Arrange the records, from the beginning through the line containing "<point>19,197</point>" (inclusive), as a two-column CSV with the headers text and answer. Give one row for each text together with the answer that follows it, with each value in a single quoted field and line breaks replaced by spaces.

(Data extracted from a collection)
————

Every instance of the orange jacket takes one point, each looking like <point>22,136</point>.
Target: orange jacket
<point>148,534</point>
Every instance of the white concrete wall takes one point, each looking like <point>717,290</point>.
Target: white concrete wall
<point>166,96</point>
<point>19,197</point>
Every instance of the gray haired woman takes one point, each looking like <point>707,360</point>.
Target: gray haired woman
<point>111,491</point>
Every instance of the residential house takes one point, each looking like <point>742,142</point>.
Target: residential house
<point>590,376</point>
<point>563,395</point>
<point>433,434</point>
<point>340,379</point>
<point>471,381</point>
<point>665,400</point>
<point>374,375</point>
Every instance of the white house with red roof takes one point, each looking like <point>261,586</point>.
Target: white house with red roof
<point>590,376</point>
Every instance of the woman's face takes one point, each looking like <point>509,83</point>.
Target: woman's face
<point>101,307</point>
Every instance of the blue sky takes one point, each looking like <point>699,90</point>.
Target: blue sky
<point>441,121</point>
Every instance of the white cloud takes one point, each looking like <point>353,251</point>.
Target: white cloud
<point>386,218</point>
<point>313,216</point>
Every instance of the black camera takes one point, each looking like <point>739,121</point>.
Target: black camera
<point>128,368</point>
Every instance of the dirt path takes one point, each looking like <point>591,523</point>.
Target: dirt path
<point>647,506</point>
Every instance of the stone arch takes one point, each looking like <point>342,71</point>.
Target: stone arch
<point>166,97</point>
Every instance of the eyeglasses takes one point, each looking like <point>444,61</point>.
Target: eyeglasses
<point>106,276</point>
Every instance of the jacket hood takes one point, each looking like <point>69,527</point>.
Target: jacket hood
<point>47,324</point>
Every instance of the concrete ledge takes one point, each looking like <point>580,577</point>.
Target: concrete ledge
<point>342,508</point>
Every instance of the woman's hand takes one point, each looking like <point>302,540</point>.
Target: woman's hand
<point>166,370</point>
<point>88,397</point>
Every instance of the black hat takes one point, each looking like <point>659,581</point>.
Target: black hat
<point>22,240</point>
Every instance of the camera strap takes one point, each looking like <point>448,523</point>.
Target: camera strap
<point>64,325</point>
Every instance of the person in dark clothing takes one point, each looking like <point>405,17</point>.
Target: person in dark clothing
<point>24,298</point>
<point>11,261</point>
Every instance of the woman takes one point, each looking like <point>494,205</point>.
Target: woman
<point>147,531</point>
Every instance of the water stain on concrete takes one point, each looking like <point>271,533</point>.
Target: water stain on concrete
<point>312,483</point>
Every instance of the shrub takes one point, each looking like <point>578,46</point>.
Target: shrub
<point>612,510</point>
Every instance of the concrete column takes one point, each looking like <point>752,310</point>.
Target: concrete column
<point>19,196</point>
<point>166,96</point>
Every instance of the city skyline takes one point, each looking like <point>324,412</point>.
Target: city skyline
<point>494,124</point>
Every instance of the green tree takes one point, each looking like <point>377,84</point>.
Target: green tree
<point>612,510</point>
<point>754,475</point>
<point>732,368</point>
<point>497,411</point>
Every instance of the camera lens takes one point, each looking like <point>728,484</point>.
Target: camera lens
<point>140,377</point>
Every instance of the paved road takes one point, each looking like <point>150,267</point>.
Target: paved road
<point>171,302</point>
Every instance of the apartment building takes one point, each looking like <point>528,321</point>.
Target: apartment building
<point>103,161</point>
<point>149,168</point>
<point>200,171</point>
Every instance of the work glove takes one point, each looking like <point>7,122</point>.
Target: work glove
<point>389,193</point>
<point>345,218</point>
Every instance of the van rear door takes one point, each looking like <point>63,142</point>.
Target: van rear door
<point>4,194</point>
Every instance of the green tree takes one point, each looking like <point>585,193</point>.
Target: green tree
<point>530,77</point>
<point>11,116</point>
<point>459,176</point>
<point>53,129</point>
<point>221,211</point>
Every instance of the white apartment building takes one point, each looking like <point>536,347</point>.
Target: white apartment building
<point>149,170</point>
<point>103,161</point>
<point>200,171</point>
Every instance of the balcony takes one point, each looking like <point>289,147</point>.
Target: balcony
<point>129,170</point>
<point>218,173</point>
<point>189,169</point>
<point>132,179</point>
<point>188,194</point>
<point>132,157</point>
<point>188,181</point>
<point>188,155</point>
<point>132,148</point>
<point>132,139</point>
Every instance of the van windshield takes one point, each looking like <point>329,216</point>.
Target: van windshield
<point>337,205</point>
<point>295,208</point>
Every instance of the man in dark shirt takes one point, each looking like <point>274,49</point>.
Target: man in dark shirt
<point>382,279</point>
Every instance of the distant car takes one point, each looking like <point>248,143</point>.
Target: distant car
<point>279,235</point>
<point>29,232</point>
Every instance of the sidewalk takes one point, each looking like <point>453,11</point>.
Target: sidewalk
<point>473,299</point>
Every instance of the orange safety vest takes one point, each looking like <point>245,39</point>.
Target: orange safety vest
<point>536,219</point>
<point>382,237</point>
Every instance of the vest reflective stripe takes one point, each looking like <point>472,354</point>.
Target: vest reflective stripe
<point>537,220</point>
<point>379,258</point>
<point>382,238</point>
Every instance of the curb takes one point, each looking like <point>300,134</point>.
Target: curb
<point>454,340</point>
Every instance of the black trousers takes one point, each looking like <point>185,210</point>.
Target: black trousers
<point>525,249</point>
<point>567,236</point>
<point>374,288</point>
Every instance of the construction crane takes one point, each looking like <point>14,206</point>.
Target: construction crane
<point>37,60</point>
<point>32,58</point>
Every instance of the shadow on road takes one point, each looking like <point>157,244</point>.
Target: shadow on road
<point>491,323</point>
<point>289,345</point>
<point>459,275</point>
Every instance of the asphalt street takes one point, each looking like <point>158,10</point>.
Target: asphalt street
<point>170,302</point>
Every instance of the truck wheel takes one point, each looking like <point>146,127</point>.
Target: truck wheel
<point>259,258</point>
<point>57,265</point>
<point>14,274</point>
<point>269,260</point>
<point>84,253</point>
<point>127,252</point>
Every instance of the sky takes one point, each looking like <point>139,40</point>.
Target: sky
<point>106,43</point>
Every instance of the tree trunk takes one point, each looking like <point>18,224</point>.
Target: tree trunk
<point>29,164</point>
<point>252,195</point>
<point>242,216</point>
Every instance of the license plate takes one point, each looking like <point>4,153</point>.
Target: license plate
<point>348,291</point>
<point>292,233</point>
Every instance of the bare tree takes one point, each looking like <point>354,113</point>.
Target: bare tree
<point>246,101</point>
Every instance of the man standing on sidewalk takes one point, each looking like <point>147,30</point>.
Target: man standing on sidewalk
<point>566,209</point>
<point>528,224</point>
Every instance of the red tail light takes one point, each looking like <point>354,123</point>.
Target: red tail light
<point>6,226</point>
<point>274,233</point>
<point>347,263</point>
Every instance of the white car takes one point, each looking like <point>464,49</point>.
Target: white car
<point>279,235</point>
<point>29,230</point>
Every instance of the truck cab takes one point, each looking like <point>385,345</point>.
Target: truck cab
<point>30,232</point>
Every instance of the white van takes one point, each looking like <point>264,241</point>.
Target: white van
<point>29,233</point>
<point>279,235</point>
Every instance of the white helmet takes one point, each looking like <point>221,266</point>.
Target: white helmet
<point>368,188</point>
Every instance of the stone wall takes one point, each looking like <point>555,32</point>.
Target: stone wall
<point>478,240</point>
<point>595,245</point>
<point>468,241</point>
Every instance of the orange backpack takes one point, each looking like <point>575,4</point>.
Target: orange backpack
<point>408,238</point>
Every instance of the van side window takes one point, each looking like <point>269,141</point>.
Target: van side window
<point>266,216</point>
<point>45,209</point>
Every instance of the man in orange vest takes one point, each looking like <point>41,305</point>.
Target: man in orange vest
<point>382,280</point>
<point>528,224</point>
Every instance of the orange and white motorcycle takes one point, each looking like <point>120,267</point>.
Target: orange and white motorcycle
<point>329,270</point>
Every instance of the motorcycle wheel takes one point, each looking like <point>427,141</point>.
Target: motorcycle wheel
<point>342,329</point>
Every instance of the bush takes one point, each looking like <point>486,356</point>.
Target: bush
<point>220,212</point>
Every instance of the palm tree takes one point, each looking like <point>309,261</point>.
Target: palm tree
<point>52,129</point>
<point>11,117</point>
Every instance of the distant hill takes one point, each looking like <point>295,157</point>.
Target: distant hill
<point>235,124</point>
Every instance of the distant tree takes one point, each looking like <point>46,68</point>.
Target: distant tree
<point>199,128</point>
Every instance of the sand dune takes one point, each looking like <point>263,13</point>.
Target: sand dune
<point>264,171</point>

————

### [REPLY TO THE TASK]
text,answer
"Every instance of the orange jacket takes one point, each looking like <point>22,136</point>. Target: orange jacket","<point>148,534</point>"
"Every instance of the white concrete wall takes one point, each looking like <point>717,290</point>. Target: white concrete wall","<point>166,96</point> <point>19,197</point>"